* ASSIGNED TASK 1 *
List every table that the patent extract names, with its reference number.

* EXTRACT *
The steps illustrated in the example of FIG. 14 are for updating
the firmware in "Server 1", which may necessitate downtime for
"Server 1", thereby affecting other elements related to "Server 1".
The example implementation calculates the steps for updating the
firmware and the affected elements for each step in the
process.
Second Example Implementation
Performance Monitoring at Element Failure
[0073] The second example implementation illustrates changing
monitoring conditions at an element failure of the computer system.
The computer system configuration and tables illustrates in FIGS.
1-11 are the same for the second example implementation.
[0074] FIG. 15 illustrates an example of the affected elements
according to the second example implementation. The second
embodiment assumes the server failure (server down) happened at
"Server 1"; and workloads on the "Server 1" migrate to other member
servers in the server cluster group by the server cluster feature.
Specifically, FIG. 15 illustrates the relationship between LAN
Switches 100, LAN switch ports 110, servers 200, server LAN ports
210, server SAN ports 220, SAN switches 300, SAN switch ports 310,
storage system 400, storage ports 410, and data network 600
according to the second example implementation. In the example
illustrated in FIG. 15, a server failure occurs at "Server 1". The
elements that have a potential to be affected by the server failure
of "Server 1" include the other servers in the server cluster (i.e.
"Server 2", "Server 3"), LAN switch and SAN switch ports connected
to the server cluster, as well as the ports to the data network and
storage system that interact with the LAN and SAN switches.
[0075] FIG. 16 is a flow diagram illustrating a monitoring
condition change in an element failure as executed by the
management server 500 according to the second example
implementation.
[0076] At 02-01, the management server 500 detects an element
failure event such as server failure. This can be detected by any
monitoring technique known to one of ordinary skill in the art.
[0077] At 02-02, the management server 500 evaluates if the target
element is a member of the redundant group such as server cluster,
teaming and MPIO based on the Server Cluster Table 502-13, Teaming
Configuration Table 502-14 or MPIO table 502-15. The table is
selected according to the element type of the target element. For
example, if the target element type is Server and target element id
is "Server 1", then the management server 500 selects a record of
Server Cluster Table 502-13 where "Server 1" is included in the
"Member Ids" field.

* ASSIGNED TASK 2 *
Put each line of the records below into a Markdown table with the columns Row and Line, numbering the rows and skipping blank lines. Omit the pictures.

* WORKING DATA *

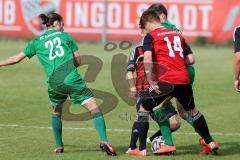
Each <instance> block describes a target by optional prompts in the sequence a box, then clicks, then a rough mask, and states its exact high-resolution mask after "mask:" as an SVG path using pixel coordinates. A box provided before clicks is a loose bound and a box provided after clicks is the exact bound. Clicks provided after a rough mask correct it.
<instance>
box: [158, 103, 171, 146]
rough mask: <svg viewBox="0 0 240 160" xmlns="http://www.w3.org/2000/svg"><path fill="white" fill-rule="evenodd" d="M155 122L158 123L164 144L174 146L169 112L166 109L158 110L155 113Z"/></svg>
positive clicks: (159, 109)
mask: <svg viewBox="0 0 240 160" xmlns="http://www.w3.org/2000/svg"><path fill="white" fill-rule="evenodd" d="M154 115H155V120H156V122H157V123H158V125H159V127H160V129H161V132H162V136H163V138H164V141H165V142H164V143H165V144H167V145H169V146H173V140H172V135H171V130H170V124H169V118H168V115H167V111H166V109H165V108H164V107H161V108H158V109H156V110H155V111H154Z"/></svg>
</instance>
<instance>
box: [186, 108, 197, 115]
mask: <svg viewBox="0 0 240 160" xmlns="http://www.w3.org/2000/svg"><path fill="white" fill-rule="evenodd" d="M198 112H199V111H198V109H197V108H196V107H195V108H193V109H190V110H189V111H188V114H189V115H190V116H192V117H194V116H195V115H196V114H198Z"/></svg>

* WRITTEN SOLUTION 1 *
- Server Cluster Table 502-13
- Teaming Configuration Table 502-14
- MPIO table 502-15

* WRITTEN SOLUTION 2 *
| Row | Line |
|---|---|
| 1 | Each <instance> block describes a target by optional prompts in the sequence a box, then clicks, then a rough mask, and states its exact high-resolution mask after "mask:" as an SVG path using pixel coordinates. A box provided before clicks is a loose bound and a box provided after clicks is the exact bound. Clicks provided after a rough mask correct it. |
| 2 | <instance> |
| 3 | box: [158, 103, 171, 146] |
| 4 | rough mask: <svg viewBox="0 0 240 160" xmlns="http://www.w3.org/2000/svg"><path fill="white" fill-rule="evenodd" d="M155 122L158 123L164 144L174 146L169 112L166 109L158 110L155 113Z"/></svg> |
| 5 | positive clicks: (159, 109) |
| 6 | mask: <svg viewBox="0 0 240 160" xmlns="http://www.w3.org/2000/svg"><path fill="white" fill-rule="evenodd" d="M154 115H155V120H156V122H157V123H158V125H159V127H160V129H161V132H162V136H163V138H164V141H165V142H164V143H165V144H167V145H169V146H173V140H172V135H171V130H170V124H169V118H168V115H167V111H166V109H165V108H164V107H161V108H158V109H156V110H155V111H154Z"/></svg> |
| 7 | </instance> |
| 8 | <instance> |
| 9 | box: [186, 108, 197, 115] |
| 10 | mask: <svg viewBox="0 0 240 160" xmlns="http://www.w3.org/2000/svg"><path fill="white" fill-rule="evenodd" d="M198 112H199V111H198V109H197V108H196V107H195V108H193V109H190V110H189V111H188V114H189V115H190V116H192V117H194V116H195V115H196V114H198Z"/></svg> |